EXERCISE REQUIREMENTS:
Across the entries that follow, how many lines have the word "handrail" in them? Give only the number.

Stored data entries
>>>
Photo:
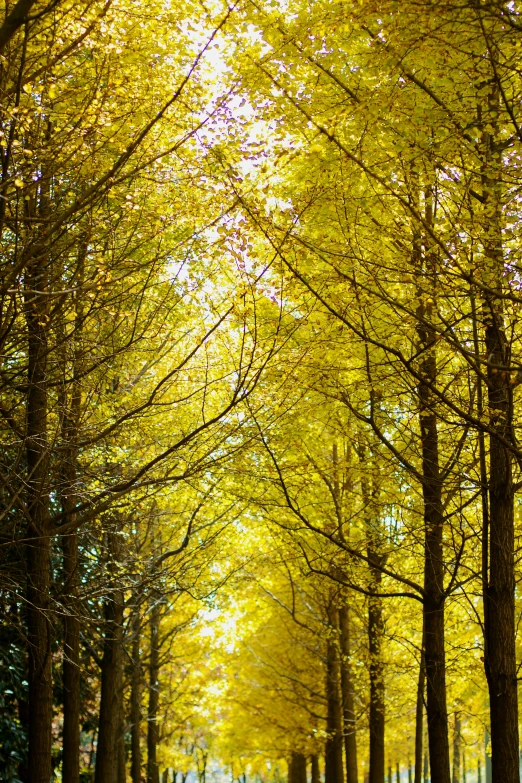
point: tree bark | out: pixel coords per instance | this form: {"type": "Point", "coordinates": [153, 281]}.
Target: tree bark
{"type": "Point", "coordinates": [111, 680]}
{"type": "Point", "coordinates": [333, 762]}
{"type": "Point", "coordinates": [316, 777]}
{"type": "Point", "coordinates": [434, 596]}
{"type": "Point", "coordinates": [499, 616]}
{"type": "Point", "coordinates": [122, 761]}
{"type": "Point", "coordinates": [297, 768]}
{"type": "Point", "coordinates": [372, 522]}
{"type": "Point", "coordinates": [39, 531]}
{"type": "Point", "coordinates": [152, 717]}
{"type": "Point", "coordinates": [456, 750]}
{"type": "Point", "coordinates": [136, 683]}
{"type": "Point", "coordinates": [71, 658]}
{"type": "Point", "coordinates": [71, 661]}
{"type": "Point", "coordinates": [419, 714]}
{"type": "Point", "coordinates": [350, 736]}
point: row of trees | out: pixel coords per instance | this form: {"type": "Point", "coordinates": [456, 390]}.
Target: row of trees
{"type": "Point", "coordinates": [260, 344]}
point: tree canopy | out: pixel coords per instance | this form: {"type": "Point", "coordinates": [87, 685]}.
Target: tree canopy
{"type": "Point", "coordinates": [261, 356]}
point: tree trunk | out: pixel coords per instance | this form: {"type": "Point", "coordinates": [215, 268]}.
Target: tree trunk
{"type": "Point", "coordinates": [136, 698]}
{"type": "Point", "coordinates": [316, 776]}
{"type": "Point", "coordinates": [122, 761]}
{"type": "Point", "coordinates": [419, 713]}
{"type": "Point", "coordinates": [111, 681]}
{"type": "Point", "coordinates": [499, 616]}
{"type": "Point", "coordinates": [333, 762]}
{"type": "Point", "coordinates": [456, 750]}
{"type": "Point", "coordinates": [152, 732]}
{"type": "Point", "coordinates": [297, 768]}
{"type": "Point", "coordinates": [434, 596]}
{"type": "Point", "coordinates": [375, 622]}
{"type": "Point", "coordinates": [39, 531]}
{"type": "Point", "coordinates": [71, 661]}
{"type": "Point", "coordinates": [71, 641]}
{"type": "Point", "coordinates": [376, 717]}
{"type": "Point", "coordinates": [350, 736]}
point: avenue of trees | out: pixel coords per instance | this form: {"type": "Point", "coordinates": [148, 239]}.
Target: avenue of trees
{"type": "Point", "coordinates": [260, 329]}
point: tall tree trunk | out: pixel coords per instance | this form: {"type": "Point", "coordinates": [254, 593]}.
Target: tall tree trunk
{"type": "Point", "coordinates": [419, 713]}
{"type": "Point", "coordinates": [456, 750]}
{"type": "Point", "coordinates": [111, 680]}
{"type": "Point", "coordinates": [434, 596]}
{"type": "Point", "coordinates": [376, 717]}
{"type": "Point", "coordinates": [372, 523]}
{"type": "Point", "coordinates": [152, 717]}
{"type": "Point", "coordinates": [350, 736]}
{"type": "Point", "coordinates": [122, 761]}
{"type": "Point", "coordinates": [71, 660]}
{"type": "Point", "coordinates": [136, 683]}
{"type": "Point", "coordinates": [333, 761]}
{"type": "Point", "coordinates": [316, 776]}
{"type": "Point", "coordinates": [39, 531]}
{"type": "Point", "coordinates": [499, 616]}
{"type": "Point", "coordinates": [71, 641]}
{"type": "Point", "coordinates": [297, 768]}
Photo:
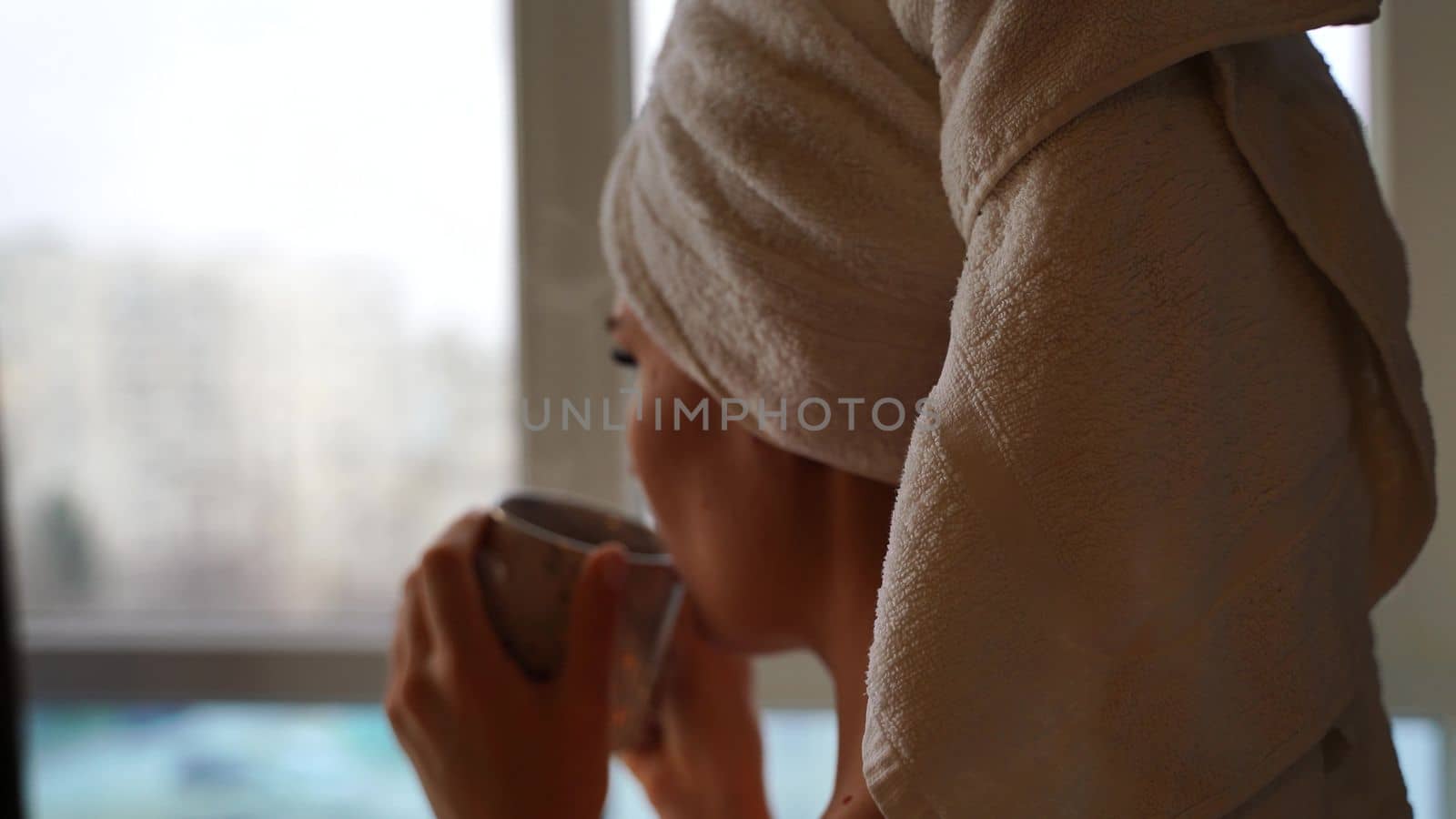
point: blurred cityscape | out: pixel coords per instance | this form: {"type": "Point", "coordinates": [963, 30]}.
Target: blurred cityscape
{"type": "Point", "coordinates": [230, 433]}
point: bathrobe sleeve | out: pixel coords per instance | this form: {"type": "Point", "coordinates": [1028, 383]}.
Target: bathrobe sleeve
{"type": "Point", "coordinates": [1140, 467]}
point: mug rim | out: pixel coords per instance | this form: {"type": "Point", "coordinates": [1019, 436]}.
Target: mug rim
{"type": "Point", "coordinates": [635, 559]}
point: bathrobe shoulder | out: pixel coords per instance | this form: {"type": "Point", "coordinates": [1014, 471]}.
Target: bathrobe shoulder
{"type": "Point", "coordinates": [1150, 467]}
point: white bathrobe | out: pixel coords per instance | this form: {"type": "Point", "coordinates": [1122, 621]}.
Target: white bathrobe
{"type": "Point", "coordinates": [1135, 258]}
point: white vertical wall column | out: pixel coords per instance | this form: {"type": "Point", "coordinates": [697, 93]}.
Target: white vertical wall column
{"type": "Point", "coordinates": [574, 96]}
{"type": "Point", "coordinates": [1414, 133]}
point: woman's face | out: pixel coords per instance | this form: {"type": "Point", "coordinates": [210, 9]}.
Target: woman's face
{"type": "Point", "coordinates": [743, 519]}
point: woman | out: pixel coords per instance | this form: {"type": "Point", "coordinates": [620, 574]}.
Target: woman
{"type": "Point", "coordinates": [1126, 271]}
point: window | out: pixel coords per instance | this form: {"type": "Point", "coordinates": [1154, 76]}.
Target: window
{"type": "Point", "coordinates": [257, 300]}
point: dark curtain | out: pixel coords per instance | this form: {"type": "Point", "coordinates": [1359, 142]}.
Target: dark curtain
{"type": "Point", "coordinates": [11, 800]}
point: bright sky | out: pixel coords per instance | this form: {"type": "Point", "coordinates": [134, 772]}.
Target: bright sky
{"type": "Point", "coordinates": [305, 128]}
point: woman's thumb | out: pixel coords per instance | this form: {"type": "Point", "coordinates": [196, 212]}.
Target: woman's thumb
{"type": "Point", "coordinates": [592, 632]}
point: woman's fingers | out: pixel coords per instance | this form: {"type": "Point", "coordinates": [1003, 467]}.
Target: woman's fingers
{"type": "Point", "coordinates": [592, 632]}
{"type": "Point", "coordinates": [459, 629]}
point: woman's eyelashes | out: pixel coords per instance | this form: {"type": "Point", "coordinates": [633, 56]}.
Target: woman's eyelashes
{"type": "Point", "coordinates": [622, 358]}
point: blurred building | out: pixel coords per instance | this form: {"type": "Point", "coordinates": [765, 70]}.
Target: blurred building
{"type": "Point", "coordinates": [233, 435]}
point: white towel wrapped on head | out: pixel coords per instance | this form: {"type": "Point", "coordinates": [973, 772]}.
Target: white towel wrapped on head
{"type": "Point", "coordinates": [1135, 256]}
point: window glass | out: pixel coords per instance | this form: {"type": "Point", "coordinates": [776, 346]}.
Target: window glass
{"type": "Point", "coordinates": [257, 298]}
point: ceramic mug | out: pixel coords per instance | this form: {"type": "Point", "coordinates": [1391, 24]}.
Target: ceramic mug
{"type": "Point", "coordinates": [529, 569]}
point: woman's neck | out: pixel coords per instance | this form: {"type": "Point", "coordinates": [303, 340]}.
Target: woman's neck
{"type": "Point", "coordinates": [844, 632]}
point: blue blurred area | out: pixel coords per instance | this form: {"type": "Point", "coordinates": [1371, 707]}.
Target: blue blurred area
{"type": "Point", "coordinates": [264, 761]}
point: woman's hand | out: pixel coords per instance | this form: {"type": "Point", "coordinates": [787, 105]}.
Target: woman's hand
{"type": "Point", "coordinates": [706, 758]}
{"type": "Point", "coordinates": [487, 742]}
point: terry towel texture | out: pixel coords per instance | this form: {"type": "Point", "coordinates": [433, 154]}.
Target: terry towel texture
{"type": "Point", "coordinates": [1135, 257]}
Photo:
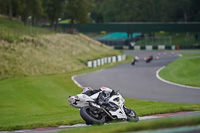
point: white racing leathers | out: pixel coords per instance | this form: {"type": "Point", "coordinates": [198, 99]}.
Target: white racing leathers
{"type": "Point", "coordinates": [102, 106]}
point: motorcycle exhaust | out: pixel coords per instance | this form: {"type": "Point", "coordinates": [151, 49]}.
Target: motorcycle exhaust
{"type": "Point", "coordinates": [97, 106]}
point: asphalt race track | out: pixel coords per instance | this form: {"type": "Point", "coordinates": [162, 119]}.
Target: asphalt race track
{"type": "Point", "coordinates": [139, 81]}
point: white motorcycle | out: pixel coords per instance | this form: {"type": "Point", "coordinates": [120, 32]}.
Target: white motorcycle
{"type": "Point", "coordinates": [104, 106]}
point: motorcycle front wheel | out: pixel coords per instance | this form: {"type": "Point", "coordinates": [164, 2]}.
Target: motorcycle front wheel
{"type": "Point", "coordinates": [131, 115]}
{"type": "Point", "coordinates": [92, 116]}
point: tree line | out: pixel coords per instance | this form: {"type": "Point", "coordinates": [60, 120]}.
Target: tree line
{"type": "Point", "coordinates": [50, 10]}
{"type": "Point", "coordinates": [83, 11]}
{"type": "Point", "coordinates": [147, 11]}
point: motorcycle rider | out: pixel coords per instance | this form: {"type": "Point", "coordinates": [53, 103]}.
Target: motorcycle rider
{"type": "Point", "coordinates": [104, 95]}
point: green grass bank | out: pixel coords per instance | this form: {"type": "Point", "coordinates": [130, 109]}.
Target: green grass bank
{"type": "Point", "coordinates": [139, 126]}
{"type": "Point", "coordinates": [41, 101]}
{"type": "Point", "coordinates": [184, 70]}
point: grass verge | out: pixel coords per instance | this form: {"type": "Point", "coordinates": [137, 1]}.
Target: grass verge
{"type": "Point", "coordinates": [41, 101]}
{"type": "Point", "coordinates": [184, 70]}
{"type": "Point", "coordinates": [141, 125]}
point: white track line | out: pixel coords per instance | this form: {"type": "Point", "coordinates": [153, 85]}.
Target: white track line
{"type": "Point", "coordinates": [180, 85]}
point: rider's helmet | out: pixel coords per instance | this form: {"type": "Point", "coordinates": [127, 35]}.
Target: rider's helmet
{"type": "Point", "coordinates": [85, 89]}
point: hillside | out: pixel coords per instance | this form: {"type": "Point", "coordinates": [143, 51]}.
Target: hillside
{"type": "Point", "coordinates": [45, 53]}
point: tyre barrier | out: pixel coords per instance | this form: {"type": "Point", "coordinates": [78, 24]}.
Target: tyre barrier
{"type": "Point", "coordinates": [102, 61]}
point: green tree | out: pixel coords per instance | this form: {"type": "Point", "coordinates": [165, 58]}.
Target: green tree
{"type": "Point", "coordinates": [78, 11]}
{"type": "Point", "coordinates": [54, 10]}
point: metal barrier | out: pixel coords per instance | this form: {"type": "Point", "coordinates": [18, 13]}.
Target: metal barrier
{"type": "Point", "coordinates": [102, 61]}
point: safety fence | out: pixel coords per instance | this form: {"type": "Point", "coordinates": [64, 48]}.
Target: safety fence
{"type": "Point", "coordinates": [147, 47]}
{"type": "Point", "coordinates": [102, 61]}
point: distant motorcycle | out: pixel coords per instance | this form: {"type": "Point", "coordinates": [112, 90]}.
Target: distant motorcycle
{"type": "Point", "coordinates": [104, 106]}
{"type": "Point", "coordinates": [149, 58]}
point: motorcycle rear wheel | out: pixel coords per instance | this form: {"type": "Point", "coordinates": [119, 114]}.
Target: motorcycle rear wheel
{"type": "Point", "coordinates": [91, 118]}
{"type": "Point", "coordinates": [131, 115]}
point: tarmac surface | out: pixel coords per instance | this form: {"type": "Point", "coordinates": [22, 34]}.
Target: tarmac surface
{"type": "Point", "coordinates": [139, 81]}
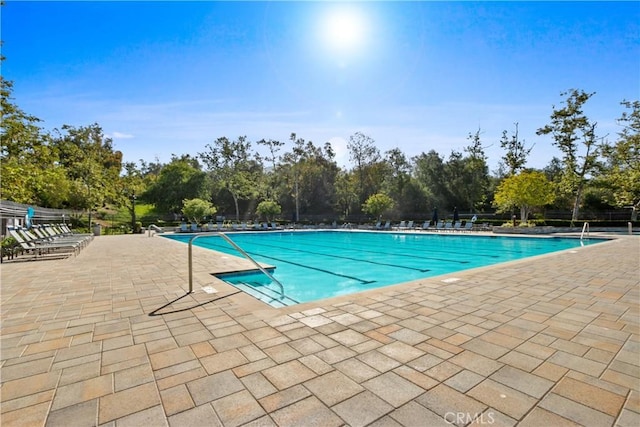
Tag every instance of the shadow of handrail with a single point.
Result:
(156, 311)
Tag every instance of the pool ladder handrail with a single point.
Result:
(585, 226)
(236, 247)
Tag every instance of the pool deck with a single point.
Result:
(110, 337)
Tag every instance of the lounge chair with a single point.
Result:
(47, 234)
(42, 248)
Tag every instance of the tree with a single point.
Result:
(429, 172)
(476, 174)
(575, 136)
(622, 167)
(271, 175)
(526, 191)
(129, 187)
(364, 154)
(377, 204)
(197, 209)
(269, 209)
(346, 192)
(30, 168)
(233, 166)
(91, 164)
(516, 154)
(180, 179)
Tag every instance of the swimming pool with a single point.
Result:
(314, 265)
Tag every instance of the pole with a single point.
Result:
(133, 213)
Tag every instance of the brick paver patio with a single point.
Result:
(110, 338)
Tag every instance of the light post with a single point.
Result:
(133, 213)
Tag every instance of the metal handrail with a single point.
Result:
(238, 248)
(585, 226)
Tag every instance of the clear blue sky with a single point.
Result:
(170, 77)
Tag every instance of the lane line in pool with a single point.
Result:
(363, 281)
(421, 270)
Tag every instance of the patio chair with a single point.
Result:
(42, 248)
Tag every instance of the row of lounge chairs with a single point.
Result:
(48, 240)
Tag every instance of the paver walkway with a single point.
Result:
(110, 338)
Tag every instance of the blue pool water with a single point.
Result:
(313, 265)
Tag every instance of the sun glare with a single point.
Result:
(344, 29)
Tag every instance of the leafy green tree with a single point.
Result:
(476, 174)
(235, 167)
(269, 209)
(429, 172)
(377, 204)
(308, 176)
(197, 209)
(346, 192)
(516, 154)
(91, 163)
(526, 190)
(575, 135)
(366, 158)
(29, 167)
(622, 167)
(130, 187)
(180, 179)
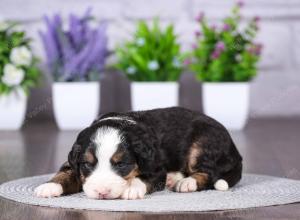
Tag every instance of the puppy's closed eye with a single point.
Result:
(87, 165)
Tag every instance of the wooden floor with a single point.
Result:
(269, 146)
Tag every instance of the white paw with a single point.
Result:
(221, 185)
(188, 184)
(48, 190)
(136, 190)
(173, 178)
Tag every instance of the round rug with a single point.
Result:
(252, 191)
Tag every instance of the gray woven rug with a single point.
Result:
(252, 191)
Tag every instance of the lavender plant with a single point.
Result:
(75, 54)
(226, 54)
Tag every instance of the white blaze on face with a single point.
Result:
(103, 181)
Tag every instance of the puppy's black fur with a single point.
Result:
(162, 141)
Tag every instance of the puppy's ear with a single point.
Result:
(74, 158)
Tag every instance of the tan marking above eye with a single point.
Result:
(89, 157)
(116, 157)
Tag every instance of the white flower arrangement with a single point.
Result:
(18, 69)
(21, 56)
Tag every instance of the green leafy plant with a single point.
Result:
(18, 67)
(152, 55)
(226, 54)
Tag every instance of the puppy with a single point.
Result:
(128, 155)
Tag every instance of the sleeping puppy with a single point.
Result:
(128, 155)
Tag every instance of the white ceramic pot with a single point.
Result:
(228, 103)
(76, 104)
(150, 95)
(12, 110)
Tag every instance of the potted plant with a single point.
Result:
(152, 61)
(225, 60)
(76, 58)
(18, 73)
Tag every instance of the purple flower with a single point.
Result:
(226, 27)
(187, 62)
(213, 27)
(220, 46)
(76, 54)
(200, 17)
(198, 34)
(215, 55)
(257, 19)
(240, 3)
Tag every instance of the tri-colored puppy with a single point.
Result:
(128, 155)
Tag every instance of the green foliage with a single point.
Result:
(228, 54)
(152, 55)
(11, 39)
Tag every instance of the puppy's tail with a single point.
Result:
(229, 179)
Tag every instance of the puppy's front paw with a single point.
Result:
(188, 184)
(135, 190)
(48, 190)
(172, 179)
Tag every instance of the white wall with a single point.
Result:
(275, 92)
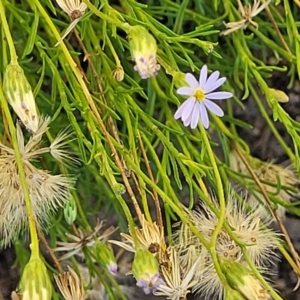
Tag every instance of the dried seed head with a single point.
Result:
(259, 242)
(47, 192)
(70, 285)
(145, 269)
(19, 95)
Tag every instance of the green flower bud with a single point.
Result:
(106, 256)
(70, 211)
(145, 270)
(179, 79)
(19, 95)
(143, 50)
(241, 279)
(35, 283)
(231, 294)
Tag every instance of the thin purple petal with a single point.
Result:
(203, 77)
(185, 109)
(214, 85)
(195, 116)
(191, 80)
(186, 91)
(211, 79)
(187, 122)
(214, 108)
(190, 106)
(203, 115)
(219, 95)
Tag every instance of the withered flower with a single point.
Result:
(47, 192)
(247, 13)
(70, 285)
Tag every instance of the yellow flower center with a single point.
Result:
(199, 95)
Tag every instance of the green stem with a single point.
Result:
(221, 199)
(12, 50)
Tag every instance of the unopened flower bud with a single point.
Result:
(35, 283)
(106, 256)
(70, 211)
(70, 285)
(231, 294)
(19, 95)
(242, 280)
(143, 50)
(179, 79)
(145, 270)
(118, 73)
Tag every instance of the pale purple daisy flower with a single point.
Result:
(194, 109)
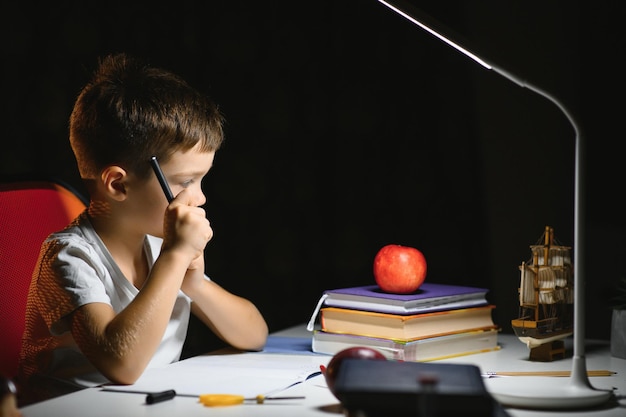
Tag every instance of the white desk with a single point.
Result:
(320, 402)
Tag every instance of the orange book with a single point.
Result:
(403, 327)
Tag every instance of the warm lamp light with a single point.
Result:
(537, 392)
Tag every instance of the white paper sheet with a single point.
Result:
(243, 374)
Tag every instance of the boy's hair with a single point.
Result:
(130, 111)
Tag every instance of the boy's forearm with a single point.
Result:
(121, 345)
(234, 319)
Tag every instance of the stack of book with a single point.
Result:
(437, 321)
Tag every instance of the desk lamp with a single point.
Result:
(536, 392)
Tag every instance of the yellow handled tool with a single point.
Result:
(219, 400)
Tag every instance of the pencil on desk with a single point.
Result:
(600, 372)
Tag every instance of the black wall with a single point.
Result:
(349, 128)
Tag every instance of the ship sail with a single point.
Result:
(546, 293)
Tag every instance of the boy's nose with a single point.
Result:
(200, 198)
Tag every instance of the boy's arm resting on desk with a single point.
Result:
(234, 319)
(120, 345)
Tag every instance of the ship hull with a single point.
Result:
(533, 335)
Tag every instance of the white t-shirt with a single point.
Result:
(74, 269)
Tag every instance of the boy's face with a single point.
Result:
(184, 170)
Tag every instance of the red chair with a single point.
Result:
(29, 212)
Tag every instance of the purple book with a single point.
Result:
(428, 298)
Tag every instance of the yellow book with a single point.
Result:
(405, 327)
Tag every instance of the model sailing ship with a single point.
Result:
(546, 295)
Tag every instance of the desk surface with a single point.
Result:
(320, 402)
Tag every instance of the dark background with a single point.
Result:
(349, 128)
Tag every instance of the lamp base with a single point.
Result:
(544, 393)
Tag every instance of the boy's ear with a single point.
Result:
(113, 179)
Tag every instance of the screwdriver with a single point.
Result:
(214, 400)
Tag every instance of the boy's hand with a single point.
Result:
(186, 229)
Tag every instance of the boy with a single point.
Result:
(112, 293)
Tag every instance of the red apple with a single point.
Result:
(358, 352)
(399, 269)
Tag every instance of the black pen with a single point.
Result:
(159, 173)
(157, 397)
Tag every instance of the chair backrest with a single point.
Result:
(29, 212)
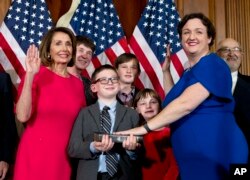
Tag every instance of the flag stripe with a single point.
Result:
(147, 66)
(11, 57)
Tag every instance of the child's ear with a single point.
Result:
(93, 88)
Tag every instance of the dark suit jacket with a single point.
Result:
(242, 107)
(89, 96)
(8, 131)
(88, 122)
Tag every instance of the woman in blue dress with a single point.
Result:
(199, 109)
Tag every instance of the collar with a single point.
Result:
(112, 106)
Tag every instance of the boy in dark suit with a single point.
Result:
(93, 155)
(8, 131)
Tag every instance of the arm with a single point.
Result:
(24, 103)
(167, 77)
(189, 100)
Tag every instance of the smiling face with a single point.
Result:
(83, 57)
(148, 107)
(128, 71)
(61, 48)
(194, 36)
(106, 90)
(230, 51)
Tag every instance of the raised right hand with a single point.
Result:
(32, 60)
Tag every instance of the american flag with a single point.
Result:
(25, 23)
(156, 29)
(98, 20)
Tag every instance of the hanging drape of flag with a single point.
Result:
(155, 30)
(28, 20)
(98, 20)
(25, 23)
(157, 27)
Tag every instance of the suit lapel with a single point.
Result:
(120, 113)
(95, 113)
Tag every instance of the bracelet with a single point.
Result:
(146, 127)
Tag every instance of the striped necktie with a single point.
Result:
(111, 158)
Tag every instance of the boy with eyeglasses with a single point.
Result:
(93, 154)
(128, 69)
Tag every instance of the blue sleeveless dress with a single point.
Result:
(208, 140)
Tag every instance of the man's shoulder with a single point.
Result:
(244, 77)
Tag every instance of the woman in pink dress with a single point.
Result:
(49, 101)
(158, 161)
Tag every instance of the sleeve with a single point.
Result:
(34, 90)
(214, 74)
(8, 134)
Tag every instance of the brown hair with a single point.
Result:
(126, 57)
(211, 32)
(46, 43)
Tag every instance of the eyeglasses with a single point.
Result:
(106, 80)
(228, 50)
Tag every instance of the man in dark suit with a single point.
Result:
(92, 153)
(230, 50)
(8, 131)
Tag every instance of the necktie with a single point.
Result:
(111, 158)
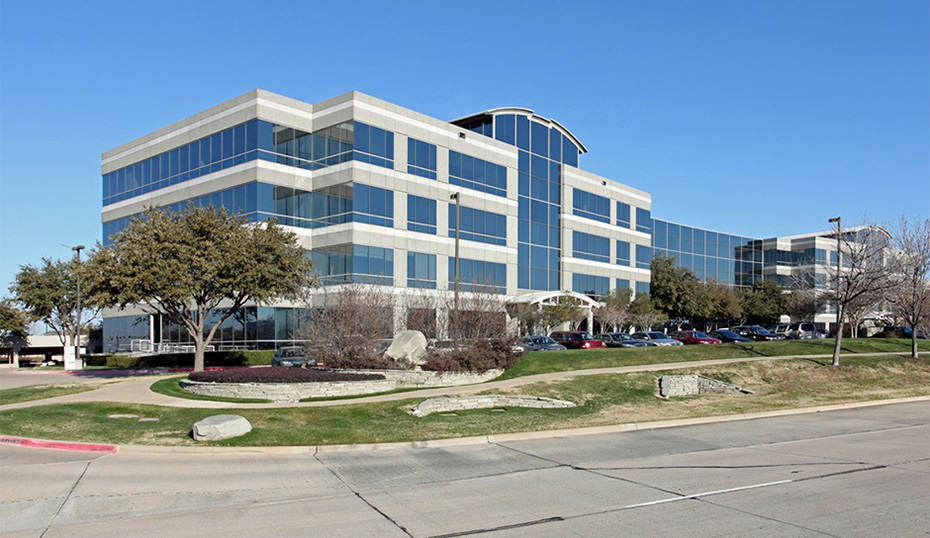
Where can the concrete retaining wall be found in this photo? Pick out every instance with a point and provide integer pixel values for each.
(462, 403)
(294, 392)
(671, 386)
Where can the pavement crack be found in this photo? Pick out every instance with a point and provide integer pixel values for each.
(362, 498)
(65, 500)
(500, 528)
<<<
OUTPUT FOR THIS TASK:
3